AI Technical Summary

Benefits of technology

[0013] In one aspect, the present invention overcomes the limitations of the prior art by employing a series of dedicated low volume precursor deposition zones separated by dedicated larger volume exhaust zones, in conjunction with a moving substrate holder disposed within a chamber. The internal chamber walls and the substrate holder form a small gap that acts to provide for the passage of a given precursor gas across a substrate in a given dedicated deposition zone but restricts the flow of different precursor(s) and / or reaction by-products from the given deposition zone into another dedicated zone. Typically, the system is not internally leak proof but a high degree of precursor separation is achieved, resulting in a platform that is able to produce high quality ALD films at high deposition rates.
[0014] Deposition zones are created when the substrate is moved by the substrate holder into a precursor inlet zone and precursor gas is injected such that it flows across the substrate toward the dedicated larger volume exhaust zones. Because the deposition zone for a given precursor inlet zone is dedicated, i.e., only one precursor is explicitly introduced, there is no longer a need to remove excess precursor from the zone. Because the exhaust zones have large volume, excess precursor and reaction by-products have very low pressure in the exhaust zone as the substrate moves to the deposition zone for the next precursor gas. Very little precursor gas from one precursor region is able to reach another precursor region because of the low precursor / by-products pressure, efficient exhausting, as well as the flow restrictions imposed by the gap, disk hub, etc. This approach eliminates the need for an explicit purge of a precursor from the deposition zone, thus improving the cycle rate. However, purges in between the adjacent exhaust zones can be used to act as an additional diffusion barrier limiting a given precursor flow to within its dedicated deposition and exhaust zone. The use of high speed valves, now commercially available, in supplying timed injections of precursor gases and purge gases improve the overall gas management, cleanliness, and speed of the system. Substrate cleanliness is further enhanced by the fact that pressures typically are maintained below order 1 torr even at the precursor inlet zone such that particle movement does not readily take place. In the case of explicit purges between exhaust zones, higher pressures may be encountered resulting in possible deleterious particle movement onto the substrate if the chamber and / or substrate are inadequately clean.

--- Stored rows ---
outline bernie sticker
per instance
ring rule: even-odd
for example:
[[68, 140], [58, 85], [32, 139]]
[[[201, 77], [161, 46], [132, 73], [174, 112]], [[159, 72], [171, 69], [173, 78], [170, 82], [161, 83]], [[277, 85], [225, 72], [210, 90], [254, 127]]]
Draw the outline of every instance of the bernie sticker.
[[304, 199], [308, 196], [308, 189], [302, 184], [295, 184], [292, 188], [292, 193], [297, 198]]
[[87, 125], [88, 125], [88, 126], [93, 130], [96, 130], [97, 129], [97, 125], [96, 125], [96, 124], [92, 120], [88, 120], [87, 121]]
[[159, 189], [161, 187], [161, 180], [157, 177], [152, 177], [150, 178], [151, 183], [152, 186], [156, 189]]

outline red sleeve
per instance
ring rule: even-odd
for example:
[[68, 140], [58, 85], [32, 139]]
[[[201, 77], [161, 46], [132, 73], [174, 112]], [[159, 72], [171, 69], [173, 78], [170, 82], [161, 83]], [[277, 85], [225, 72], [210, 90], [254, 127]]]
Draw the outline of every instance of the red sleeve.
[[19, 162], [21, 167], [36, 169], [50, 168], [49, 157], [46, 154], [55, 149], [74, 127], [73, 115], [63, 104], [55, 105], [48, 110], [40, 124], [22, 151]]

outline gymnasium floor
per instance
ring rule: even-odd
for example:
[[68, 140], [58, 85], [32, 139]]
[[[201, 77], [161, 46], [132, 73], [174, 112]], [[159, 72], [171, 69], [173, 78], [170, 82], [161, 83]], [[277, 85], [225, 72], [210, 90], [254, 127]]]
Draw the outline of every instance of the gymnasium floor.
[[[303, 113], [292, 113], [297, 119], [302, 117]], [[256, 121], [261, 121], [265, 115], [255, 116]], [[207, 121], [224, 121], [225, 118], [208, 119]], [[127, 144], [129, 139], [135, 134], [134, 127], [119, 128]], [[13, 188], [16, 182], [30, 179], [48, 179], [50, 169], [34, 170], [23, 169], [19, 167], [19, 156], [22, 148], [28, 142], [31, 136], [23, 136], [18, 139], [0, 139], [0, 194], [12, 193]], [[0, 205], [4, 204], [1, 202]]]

---

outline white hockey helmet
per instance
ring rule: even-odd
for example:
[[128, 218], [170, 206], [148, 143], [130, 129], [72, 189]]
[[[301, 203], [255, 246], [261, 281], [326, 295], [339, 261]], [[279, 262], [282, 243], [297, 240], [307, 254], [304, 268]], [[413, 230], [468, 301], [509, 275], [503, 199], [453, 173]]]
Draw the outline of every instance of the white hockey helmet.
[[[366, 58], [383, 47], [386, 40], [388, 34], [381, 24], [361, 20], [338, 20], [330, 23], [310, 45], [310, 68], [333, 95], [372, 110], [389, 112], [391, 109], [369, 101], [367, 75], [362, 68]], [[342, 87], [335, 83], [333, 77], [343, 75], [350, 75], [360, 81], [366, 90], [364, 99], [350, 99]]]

--

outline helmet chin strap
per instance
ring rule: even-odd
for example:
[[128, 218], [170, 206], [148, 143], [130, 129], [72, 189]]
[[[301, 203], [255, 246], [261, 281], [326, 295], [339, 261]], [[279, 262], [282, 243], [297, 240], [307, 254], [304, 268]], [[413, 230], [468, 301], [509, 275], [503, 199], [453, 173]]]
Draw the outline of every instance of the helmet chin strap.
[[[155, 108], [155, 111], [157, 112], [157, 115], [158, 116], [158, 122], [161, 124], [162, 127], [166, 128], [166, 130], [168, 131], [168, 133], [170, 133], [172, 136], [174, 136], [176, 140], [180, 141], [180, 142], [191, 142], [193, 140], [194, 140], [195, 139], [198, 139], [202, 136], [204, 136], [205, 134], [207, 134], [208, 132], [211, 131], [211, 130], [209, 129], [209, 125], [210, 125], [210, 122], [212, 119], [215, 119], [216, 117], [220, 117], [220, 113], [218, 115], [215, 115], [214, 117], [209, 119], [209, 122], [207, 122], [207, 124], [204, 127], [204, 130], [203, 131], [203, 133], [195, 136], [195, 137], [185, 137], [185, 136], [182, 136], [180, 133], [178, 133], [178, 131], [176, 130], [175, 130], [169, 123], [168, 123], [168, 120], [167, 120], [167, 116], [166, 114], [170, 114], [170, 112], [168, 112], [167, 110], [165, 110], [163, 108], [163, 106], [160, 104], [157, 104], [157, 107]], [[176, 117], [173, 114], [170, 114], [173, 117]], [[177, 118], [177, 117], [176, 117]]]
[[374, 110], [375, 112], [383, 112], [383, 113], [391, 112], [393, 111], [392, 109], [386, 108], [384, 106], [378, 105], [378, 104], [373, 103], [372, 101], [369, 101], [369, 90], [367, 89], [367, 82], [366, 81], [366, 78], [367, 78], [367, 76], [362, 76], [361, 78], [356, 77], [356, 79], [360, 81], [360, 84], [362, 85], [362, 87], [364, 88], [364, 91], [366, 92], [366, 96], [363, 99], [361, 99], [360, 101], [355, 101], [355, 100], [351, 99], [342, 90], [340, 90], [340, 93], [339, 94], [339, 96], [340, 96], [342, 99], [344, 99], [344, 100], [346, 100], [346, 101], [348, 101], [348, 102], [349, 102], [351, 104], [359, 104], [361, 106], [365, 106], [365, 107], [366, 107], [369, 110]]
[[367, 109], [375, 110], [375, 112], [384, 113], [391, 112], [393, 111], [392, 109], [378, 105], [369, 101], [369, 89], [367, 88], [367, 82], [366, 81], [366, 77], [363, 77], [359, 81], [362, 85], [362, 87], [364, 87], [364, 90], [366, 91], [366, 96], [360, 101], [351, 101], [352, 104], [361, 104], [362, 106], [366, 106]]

--- Your instructions ---
Please carry on the passage about the atomic layer deposition system from the point where it stops. The entries have nothing to do with the passage on the atomic layer deposition system.

--- Final result ---
[0015] Various aspects of the invention include the following. The precursor reactants preferably are separated (via the use of dedicated precursor deposition zones) except where they are supposed to react, namely at the surface of the substrate. The use of low volume, dedicated deposition zones leads to efficiency, cleanliness, and speed improvements. The pulsing of gases into the relatively low pressure system limits the amount of gas introduced into the system and the gas moves rapidly to where it needs to be. As a final example, the use of large exhaust volumes with high gas conductance and high pumping rates results in effective removal of excess precursor and reaction by-products.

Problems solved by technology

In the case of explicit purges between exhaust zones, higher pressures may be encountered resulting in possible deleterious particle movement onto the substrate if the chamber and / or substrate are inadequately clean.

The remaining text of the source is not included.